§ **YOUR OBJECTIVE**: Read through the entries below and copy each line where "ceiling" turns up.

§ **DATA EXCERPTS**:

──────

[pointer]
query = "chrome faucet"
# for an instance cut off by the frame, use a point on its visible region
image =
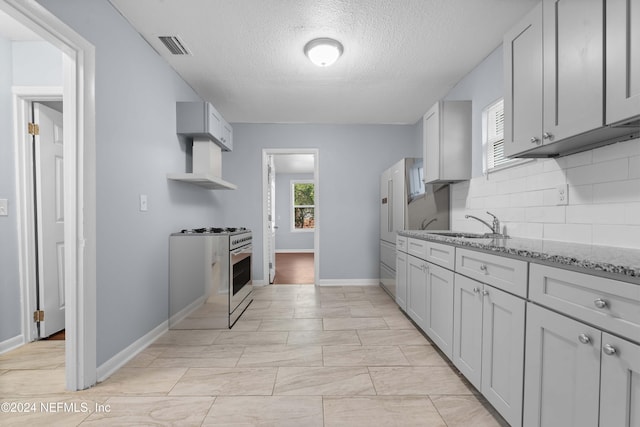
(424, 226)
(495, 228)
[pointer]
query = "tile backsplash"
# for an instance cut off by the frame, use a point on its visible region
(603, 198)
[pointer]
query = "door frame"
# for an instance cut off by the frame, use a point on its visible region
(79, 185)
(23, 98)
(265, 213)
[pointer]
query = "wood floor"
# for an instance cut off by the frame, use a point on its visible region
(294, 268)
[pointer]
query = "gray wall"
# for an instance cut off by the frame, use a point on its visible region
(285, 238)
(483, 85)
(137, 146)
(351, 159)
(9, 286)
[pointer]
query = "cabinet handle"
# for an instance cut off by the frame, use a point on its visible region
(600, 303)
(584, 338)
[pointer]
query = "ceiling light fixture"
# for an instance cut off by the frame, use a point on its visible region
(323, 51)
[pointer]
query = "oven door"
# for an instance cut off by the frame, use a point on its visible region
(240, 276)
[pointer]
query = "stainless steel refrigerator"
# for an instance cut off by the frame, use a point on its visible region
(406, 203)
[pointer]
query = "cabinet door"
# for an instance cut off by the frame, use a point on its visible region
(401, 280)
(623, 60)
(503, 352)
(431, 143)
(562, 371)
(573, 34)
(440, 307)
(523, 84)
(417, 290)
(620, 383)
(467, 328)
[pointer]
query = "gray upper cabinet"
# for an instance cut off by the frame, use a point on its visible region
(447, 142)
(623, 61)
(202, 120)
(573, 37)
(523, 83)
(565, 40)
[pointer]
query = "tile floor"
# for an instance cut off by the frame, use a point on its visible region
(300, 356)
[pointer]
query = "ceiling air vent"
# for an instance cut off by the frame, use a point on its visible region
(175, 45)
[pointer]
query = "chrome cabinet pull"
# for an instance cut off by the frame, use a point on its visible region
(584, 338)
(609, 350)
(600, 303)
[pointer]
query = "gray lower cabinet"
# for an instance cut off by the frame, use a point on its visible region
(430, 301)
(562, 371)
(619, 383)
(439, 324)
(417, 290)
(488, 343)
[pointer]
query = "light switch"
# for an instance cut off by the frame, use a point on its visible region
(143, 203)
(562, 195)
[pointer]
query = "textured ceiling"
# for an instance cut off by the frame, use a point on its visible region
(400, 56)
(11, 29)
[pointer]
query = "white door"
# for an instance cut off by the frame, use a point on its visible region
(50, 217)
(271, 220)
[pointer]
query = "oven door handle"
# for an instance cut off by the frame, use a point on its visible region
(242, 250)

──────

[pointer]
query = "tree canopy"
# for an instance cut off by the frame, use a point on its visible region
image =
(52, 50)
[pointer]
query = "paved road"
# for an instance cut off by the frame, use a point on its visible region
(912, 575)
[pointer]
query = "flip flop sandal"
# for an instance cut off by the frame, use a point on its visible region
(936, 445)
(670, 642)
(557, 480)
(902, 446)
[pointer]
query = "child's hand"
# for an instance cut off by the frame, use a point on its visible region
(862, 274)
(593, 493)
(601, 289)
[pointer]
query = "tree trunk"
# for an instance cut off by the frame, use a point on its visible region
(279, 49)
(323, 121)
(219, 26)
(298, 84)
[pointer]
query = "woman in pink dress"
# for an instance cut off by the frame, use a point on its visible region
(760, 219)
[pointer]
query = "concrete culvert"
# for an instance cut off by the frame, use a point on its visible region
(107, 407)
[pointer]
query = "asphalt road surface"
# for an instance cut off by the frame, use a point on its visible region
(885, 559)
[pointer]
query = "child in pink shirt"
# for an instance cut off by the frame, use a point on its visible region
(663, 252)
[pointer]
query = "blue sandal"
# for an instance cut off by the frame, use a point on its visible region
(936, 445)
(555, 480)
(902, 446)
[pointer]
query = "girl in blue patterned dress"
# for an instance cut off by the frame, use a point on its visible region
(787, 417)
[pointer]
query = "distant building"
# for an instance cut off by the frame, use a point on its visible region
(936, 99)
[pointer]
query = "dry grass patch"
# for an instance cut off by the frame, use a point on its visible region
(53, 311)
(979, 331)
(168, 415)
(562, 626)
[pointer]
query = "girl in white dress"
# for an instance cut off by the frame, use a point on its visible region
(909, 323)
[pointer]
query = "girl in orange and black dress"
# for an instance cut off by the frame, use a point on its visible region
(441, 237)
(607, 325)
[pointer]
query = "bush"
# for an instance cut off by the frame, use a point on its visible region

──────

§ **SOLVED EXERCISE**:
query = "ceiling light fixture"
query = "ceiling air vent"
query = "textured ceiling"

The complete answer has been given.